- [Written exercise] Copy all of the rows below, replacing every occurrence of "single dot" with "single marker" and keeping everything else the same.

- [Data records]
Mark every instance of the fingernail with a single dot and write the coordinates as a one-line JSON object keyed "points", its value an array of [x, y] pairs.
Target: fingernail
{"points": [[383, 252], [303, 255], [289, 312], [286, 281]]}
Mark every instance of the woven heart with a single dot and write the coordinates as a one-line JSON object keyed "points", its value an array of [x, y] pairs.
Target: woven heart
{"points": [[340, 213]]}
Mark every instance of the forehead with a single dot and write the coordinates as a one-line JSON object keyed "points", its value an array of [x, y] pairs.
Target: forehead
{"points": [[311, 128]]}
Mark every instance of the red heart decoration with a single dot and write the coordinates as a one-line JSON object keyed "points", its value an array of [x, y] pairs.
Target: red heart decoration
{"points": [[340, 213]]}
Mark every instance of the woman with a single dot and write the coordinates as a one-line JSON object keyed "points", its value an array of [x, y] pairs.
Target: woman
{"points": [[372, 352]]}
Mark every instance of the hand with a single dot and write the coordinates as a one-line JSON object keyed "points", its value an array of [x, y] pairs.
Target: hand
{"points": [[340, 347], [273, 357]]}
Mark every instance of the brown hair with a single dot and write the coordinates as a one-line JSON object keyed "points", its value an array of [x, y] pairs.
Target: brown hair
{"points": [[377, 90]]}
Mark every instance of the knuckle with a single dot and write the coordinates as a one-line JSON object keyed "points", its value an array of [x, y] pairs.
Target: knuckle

- [Finished answer]
Mark every instance of the fingernail with a single marker and write the coordinates as a one-line JSON object keyed "points", its value an array of [x, y] pairs.
Target: fingernail
{"points": [[383, 252], [303, 255], [289, 312], [286, 281]]}
Mark every instance of the woven heart with a single marker and write the coordinates as a one-line JSON object keyed "points", its value an array of [x, y] pairs.
Target: woven heart
{"points": [[340, 213]]}
Mark every instance of the forehead with a single marker and write the coordinates as a one-line JSON object keyed "points", its value an array of [x, y] pairs.
Target: forehead
{"points": [[311, 128]]}
Mark every instance of the red heart decoration with a single marker and write the coordinates as a one-line JSON object keyed "points", its value an array of [x, y] pairs.
Target: red heart decoration
{"points": [[340, 213]]}
Mark every instance of the woman with a single marker and write the coordinates as a one-line JSON object keyed "points", its value an array of [x, y] pairs.
Target: woman
{"points": [[372, 352]]}
Mark every instance of the hand with a single marker and write the coordinates as a one-line JSON object keyed "points", its value an array of [x, y] pairs.
Target: hand
{"points": [[340, 347], [273, 357]]}
Mark every instance of the brown hair with a single marker and write the coordinates as a one-line JSON object keyed "points", its value an array of [x, y] pairs.
Target: brown hair
{"points": [[377, 90]]}
Mark every instance of the knuckle with a single marker and write the coordinates as a one-line JSON object keyed "points", its value an array of [x, y] pairs.
Target: knuckle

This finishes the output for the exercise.